▶ _TO DO_
Copy out the data below line for line, with no changes.

═══ THE RECORDS ═══

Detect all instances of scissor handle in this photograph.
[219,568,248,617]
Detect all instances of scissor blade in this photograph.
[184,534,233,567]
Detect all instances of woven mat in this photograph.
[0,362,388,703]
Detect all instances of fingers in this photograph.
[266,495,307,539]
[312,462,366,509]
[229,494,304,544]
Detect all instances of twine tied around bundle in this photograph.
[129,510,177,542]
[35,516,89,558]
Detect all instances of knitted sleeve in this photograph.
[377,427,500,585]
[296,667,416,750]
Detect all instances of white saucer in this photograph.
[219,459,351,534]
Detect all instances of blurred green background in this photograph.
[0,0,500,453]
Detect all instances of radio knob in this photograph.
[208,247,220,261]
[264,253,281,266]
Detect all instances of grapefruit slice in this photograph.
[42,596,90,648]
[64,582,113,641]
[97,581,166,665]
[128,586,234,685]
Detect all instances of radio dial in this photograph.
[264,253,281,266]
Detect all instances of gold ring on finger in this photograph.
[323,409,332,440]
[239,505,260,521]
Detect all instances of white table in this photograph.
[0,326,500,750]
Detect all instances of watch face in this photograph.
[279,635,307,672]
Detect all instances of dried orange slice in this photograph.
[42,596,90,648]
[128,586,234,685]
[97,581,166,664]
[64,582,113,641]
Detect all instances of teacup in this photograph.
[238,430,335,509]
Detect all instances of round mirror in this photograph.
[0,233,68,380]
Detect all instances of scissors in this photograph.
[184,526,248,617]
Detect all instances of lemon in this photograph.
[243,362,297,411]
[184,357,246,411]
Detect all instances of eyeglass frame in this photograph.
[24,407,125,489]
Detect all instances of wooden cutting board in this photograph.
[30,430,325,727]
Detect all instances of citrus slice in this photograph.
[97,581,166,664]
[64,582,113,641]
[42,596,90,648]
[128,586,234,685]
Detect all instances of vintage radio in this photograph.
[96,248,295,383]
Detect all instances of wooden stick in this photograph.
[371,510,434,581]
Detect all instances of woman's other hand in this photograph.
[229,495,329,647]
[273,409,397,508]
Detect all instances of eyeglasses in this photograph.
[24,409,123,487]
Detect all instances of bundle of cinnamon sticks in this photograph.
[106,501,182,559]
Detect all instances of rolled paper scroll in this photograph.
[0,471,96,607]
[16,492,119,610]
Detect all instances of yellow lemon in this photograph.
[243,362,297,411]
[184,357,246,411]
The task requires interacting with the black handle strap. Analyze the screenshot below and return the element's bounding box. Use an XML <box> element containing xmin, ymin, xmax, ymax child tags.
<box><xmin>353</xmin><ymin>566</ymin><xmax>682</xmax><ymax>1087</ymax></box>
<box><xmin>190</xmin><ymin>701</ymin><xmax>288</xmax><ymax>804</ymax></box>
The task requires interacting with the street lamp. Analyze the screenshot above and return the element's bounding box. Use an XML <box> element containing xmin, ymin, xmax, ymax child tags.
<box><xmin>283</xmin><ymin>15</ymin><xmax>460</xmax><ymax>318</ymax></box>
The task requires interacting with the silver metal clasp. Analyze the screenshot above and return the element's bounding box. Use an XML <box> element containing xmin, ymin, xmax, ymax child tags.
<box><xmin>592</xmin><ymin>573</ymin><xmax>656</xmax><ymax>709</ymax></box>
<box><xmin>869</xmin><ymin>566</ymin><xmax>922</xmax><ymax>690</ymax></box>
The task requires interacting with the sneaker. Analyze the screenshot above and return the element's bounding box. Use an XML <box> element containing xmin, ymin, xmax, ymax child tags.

═══

▶ _ANSWER FOR THE TASK_
Detect all instances of scissor handle in this photograph.
[219,568,248,617]
Detect all instances of scissor blade in this photograph.
[184,534,233,567]
Detect all instances of woven mat in this photograph.
[0,362,388,703]
Detect all instances of fingers in this photograph.
[266,495,307,539]
[312,462,366,509]
[229,494,304,544]
Detect all instances of twine tied around bundle in this photograph.
[129,510,177,542]
[35,516,89,558]
Detect all instances of knitted sleeve in this photograph.
[377,427,500,585]
[296,667,416,750]
Detect all instances of white saucer in this photograph.
[219,459,351,534]
Detect all instances of blurred green background in this photograph.
[0,0,500,453]
Detect all instances of radio knob in this photograph.
[208,247,220,261]
[264,253,281,266]
Detect all instances of grapefruit slice in this photograph.
[42,596,90,648]
[64,582,113,641]
[97,581,166,665]
[128,586,234,685]
Detect all instances of radio dial in this photograph.
[264,253,281,266]
Detect all instances of gold ring on finger in this photograph.
[323,409,332,440]
[239,505,260,521]
Detect all instances of white table in this photograph.
[0,326,500,750]
Detect all instances of watch face in this photograph.
[279,635,307,672]
Detect all instances of dried orange slice in this photograph.
[42,596,90,648]
[128,586,234,685]
[97,581,166,664]
[64,582,113,641]
Detect all instances of teacup in this photograph.
[238,430,335,509]
Detect all instances of round mirror in this photograph.
[0,233,68,380]
Detect all instances of scissors in this photograph.
[184,526,248,617]
Detect all instances of lemon in this photograph.
[243,362,297,411]
[184,357,246,411]
Detect all instances of eyeglass frame in this photograph.
[24,407,125,489]
Detect all instances of wooden cutting board in this photograph.
[30,430,325,727]
Detect all instances of citrus slice in this photograph.
[97,581,166,664]
[64,582,113,641]
[42,596,90,648]
[128,586,234,685]
Detect all instances of vintage radio in this photograph.
[96,248,295,383]
Detect all instances of wooden stick in this photograph.
[371,510,434,581]
Detect all instances of woman's other hand in this photograph.
[229,495,329,647]
[273,409,397,508]
Detect all instances of eyeglasses in this photograph.
[24,409,123,487]
Detect all instances of bundle of cinnamon sticks in this photograph.
[106,501,182,559]
Detect all instances of rolled paper scroll in this photograph.
[0,471,96,607]
[16,492,119,610]
Detect all instances of yellow lemon in this photograph.
[243,362,297,411]
[184,357,246,411]
The task requires interacting with the black handle strap. Analyze the screenshot below and return the element's bounding box. Use an XML <box> element containing xmin, ymin, xmax, ymax child tags.
<box><xmin>353</xmin><ymin>566</ymin><xmax>682</xmax><ymax>1087</ymax></box>
<box><xmin>190</xmin><ymin>701</ymin><xmax>288</xmax><ymax>804</ymax></box>
The task requires interacting with the street lamp. Analyze the screenshot above and return the element's bounding box. Use an XML <box> element containing xmin, ymin, xmax, ymax child tags.
<box><xmin>283</xmin><ymin>15</ymin><xmax>460</xmax><ymax>318</ymax></box>
The task requires interacting with the silver metal clasp. Analyze the screenshot above and return the element's bounding box. Use an XML <box> element containing xmin, ymin, xmax, ymax child tags.
<box><xmin>592</xmin><ymin>573</ymin><xmax>656</xmax><ymax>709</ymax></box>
<box><xmin>869</xmin><ymin>566</ymin><xmax>922</xmax><ymax>690</ymax></box>
The task requires interacting with the sneaker. Analyze the screenshot above and return the element's bounding box. Use an XML <box> element containing xmin, ymin, xmax, ymax child tags.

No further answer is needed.